- [GIVEN REQUEST]: Starting with the line that contains "# test: pointer marks the red sled", set down each line through the end of the entries below, exactly and with nothing added.

--------------------

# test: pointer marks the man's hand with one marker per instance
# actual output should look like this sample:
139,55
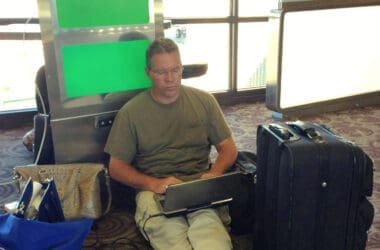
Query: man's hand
160,185
209,175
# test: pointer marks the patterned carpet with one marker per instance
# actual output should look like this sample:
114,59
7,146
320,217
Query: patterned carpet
117,229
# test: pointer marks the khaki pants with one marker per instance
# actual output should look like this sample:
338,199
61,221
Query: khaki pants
202,229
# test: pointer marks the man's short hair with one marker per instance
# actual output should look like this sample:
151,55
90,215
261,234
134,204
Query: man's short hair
159,46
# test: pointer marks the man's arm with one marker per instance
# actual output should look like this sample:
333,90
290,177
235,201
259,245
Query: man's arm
227,154
128,175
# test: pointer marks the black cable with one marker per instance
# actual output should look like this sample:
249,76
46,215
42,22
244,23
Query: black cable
150,217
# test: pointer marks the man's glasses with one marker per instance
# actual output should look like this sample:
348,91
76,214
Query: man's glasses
175,71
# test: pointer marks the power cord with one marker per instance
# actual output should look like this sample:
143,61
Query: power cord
150,217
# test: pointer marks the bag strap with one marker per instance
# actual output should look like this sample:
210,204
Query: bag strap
109,192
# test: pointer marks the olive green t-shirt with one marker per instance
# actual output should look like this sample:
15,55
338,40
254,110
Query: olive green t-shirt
168,139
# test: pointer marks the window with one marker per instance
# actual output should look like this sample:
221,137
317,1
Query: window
230,36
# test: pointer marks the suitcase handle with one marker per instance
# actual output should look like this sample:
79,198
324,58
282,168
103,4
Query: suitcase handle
306,129
282,133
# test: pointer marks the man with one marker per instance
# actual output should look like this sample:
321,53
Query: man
162,137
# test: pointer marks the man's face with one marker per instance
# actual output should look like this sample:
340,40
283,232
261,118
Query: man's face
166,75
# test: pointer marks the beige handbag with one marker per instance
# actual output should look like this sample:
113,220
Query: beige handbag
80,186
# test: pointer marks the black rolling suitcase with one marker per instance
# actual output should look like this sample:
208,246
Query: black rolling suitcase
311,189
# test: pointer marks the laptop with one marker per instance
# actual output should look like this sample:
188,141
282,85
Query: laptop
198,194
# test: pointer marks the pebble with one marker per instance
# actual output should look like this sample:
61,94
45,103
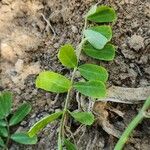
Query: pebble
19,65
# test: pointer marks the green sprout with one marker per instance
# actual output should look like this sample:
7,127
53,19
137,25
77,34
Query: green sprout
95,43
9,119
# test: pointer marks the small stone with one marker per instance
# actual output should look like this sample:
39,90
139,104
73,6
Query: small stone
8,53
136,42
19,65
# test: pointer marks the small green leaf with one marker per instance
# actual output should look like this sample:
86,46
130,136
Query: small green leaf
96,39
94,89
37,127
1,142
103,14
20,114
90,72
23,138
107,53
86,118
69,145
67,56
5,104
3,123
91,11
53,82
104,30
3,132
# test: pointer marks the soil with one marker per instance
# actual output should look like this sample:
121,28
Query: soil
31,33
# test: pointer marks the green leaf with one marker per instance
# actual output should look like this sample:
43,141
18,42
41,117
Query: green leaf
3,132
59,143
1,142
107,53
91,11
5,104
23,138
105,30
53,82
93,72
96,39
69,145
86,118
3,123
67,56
94,89
37,127
20,114
103,14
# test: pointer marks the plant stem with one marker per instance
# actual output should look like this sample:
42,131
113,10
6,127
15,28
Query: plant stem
123,139
8,137
63,119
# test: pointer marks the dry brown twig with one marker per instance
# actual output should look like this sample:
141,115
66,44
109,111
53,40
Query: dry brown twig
127,95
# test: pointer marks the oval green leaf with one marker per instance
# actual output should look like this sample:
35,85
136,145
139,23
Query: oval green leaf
103,14
106,54
67,56
37,127
86,118
94,89
5,104
93,72
23,138
53,82
91,11
3,123
3,132
105,30
69,145
1,142
96,39
20,114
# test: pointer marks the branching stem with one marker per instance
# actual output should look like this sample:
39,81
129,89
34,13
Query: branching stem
63,119
8,137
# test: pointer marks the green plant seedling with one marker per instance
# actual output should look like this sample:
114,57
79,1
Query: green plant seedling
95,42
9,118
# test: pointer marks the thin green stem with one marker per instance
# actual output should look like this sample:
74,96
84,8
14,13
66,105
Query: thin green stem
125,136
63,119
8,137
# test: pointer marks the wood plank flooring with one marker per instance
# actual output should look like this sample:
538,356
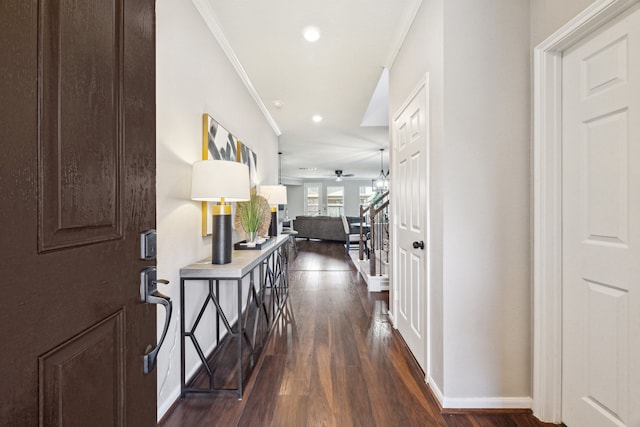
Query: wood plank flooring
332,359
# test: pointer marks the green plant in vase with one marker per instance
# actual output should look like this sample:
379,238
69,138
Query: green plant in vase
253,217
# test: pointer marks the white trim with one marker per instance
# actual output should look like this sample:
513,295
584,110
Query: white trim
404,27
487,403
436,390
423,83
209,16
547,205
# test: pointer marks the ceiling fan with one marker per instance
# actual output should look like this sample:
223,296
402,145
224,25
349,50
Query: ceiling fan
340,175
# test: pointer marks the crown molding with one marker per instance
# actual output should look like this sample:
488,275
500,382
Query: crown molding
209,16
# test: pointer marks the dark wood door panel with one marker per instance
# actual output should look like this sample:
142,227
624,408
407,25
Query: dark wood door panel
63,371
80,54
77,186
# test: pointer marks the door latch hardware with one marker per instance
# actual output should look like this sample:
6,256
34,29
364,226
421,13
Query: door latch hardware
149,293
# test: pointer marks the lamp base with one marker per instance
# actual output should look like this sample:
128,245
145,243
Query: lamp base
273,227
221,239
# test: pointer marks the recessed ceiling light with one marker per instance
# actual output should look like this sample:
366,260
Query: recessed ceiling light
311,34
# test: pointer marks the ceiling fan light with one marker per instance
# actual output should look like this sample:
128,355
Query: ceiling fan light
311,34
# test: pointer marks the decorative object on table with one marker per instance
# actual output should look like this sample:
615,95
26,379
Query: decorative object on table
275,195
253,217
223,181
217,144
381,183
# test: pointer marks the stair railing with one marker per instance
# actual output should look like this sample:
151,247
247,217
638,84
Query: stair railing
376,226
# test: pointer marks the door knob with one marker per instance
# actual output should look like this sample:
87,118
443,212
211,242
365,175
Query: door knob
149,294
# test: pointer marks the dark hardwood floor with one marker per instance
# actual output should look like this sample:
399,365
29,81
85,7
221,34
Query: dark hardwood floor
332,359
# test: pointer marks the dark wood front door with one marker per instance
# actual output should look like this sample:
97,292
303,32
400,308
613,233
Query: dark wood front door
77,186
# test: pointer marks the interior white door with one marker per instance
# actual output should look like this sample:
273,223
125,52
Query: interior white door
409,188
601,228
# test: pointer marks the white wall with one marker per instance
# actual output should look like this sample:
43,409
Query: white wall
477,56
422,52
549,15
193,77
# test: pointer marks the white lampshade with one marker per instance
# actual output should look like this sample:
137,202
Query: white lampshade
275,194
212,180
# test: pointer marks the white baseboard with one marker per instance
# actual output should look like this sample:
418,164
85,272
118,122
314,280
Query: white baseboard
478,402
487,403
436,390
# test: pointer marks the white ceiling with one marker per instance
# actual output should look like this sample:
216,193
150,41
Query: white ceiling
335,77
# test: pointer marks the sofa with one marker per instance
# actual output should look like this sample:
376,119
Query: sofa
322,227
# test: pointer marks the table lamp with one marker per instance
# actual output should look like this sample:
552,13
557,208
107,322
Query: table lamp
220,181
275,195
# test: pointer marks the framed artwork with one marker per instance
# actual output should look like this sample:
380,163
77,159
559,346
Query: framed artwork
217,144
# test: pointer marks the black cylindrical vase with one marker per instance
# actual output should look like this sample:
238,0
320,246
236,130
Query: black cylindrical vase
221,239
273,227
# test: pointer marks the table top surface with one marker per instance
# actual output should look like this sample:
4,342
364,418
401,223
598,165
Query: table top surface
242,262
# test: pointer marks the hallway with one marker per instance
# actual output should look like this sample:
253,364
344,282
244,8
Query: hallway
333,359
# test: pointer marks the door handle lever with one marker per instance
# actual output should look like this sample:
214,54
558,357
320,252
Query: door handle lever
149,293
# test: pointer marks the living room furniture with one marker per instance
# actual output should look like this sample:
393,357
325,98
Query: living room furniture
321,227
272,266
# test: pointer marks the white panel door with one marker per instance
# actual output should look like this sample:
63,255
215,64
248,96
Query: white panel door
601,228
409,186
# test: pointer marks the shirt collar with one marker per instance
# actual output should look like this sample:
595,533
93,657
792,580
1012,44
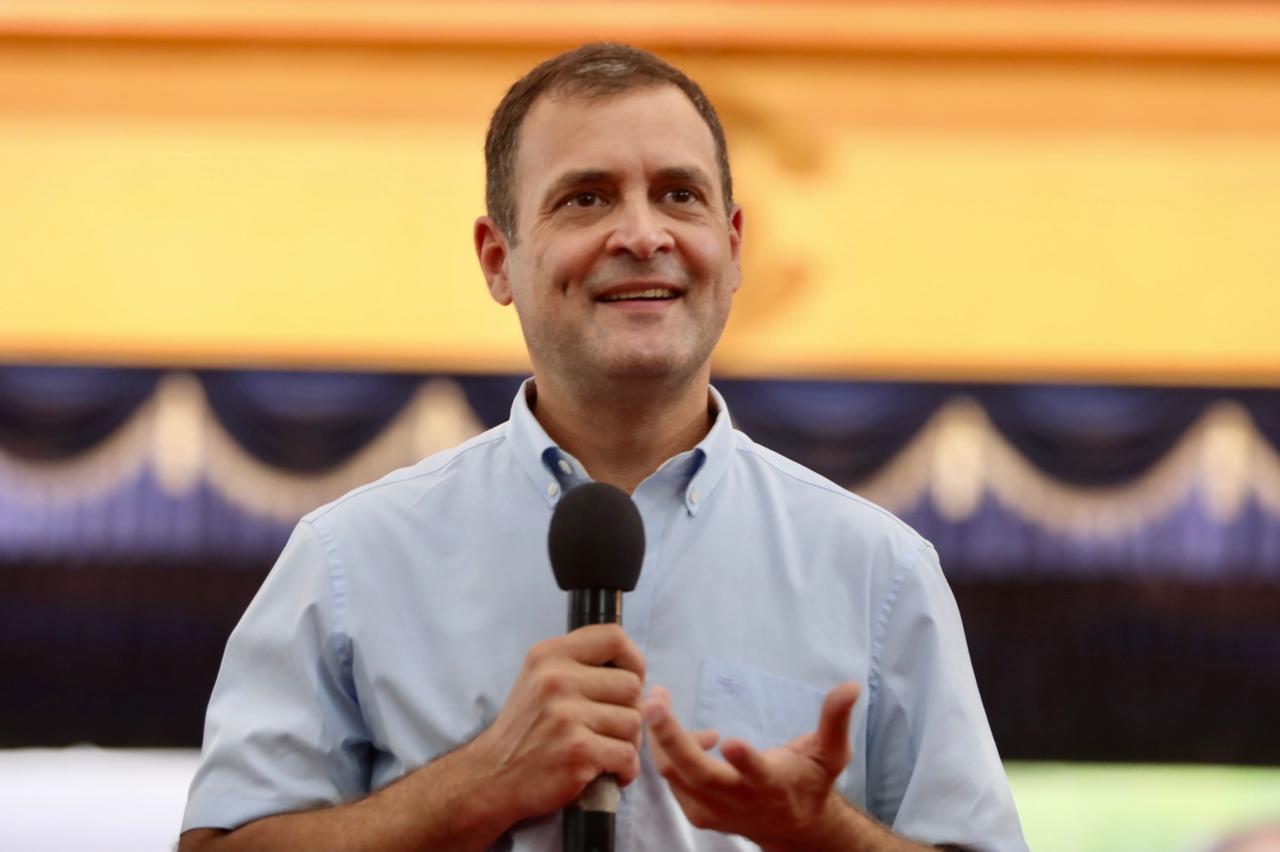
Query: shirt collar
553,471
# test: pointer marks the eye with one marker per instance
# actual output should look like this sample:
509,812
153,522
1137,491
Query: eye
585,198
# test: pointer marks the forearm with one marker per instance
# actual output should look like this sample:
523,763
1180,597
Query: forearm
446,805
844,828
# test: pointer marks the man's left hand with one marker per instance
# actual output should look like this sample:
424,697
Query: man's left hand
780,798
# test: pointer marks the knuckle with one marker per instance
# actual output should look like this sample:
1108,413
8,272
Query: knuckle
536,654
632,690
552,685
579,754
699,816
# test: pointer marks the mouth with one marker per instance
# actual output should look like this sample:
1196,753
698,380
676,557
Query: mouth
648,294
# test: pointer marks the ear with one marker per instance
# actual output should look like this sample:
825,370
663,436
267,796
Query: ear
492,252
735,243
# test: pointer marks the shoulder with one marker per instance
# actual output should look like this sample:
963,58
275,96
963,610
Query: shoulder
817,503
444,476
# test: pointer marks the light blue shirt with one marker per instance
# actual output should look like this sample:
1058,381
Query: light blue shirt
397,618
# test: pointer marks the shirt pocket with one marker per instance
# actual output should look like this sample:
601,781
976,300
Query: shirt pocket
763,709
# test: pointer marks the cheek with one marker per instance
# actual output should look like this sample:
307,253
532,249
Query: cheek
711,257
566,261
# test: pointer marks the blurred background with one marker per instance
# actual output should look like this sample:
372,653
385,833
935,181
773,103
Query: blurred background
1011,270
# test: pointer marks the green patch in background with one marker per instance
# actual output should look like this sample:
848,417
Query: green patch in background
1125,807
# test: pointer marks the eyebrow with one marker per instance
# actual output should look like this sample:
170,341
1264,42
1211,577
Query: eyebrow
581,177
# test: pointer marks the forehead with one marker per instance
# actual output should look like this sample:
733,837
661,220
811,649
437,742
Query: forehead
653,128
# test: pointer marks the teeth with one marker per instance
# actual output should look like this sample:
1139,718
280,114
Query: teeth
657,293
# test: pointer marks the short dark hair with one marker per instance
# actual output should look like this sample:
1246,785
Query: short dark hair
592,72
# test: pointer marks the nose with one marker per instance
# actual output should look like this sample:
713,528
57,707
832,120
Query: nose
639,230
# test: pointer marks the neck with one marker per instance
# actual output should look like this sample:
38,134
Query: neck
626,435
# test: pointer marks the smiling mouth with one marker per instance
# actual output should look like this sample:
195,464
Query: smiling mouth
656,294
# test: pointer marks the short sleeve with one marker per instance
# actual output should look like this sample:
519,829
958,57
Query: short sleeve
933,773
283,729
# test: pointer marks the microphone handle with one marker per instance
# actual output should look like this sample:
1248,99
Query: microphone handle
594,607
589,821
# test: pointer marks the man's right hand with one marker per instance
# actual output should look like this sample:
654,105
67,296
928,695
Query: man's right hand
567,719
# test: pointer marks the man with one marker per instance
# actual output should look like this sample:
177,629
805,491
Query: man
402,682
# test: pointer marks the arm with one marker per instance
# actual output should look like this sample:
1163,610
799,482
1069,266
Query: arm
782,798
566,720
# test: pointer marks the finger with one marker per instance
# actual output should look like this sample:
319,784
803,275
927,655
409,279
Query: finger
832,734
707,738
609,686
616,757
746,760
615,722
600,644
682,755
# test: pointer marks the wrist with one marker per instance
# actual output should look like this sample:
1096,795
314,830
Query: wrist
831,828
481,805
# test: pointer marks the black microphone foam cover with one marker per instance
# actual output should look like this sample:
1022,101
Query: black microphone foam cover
597,539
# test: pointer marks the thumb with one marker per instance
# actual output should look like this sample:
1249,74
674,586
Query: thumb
831,740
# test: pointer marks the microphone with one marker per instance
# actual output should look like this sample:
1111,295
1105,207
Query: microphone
597,548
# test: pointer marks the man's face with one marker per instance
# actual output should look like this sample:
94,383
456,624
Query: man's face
626,260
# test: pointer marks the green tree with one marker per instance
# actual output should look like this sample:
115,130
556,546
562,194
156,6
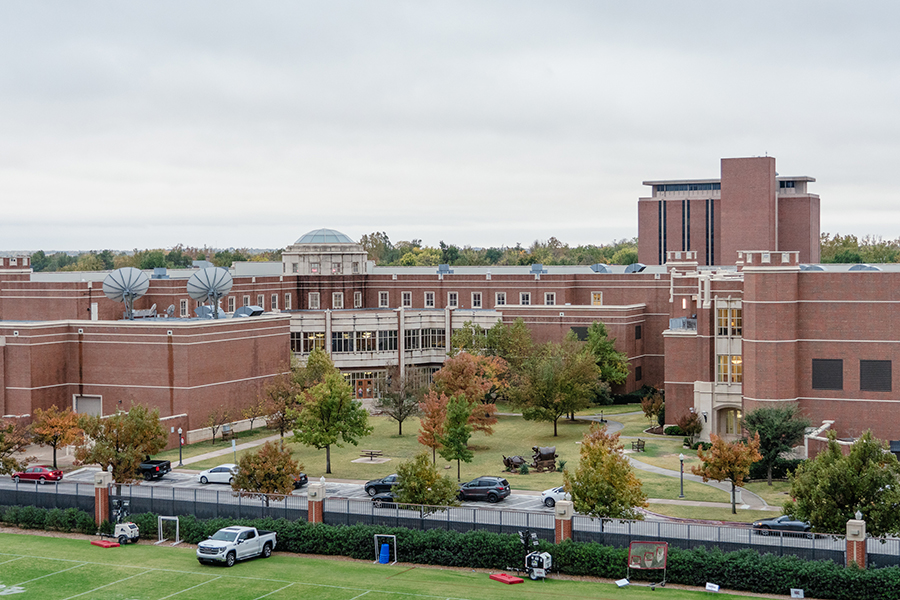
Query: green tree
457,431
604,484
829,489
269,470
55,428
121,440
330,416
420,482
780,428
13,440
728,462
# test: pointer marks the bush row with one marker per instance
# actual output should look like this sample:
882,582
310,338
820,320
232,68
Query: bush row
745,570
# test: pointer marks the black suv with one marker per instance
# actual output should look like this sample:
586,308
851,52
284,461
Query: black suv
491,489
385,484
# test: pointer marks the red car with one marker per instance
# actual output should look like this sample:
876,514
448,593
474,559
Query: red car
42,474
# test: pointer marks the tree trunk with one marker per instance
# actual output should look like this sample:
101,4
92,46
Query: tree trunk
328,459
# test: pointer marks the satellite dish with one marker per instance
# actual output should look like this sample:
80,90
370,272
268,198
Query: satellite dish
210,285
126,285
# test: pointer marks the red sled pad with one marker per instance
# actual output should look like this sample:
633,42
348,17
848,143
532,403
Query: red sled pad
504,578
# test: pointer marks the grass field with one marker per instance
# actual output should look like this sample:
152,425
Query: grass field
63,569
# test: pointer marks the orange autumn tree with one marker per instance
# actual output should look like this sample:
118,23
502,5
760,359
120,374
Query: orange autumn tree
55,428
480,379
728,462
433,415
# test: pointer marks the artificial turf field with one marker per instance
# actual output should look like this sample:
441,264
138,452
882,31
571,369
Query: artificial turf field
58,569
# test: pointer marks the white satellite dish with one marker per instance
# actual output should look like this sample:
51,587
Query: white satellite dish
210,285
126,285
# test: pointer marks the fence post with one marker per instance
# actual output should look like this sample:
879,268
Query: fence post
563,528
102,480
856,542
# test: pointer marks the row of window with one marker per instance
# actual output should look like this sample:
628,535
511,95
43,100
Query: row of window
874,375
231,303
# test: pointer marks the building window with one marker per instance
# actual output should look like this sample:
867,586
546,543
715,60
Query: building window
366,341
341,341
875,375
828,374
387,341
411,339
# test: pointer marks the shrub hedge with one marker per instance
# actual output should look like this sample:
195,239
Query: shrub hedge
745,570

--------------------

- [FINISHED ANSWER]:
# test: pointer marks the red sled pad with one marker per instance
# actual output should look like this sample:
633,42
348,17
848,143
532,403
Query: red sled pad
504,578
# test: pointer marks the grass field with one marker per instance
# actual output should look like this sample:
152,425
Query: grass field
63,569
# test: pointer marks the orange autumn tree with one marker per instance
# actual output should look like this sample:
118,23
502,5
760,359
120,374
Query: orange autumn tree
55,428
480,379
728,462
433,415
# test: pointer marks the artificial turf field with one marker per instance
# actual output should look like this sample:
441,264
138,452
882,31
571,369
Query: artificial turf field
58,569
# test: pointer marks the white satellite dish with one marker per instance
# actual output should look like this sample:
51,587
Query: white satellite dish
210,285
126,285
# test: pointer marks the fence post with one marker per instance
# actual output should look like this sample:
879,268
Query: fence post
563,528
102,480
856,542
# test: pointer marks the row of window with one marker per instance
# actual output should look like this sample:
628,535
511,95
43,100
Query: row of window
874,375
231,303
# test: pointer marks the building window with one marker per instance
# actual output should look like this sample:
867,586
546,543
715,60
Query: building window
366,341
341,341
875,375
828,374
387,341
411,339
# test: pointer marks the shrub hedge with one marker per instance
# actual output should look like this sample:
195,239
Query: shrub hedge
745,570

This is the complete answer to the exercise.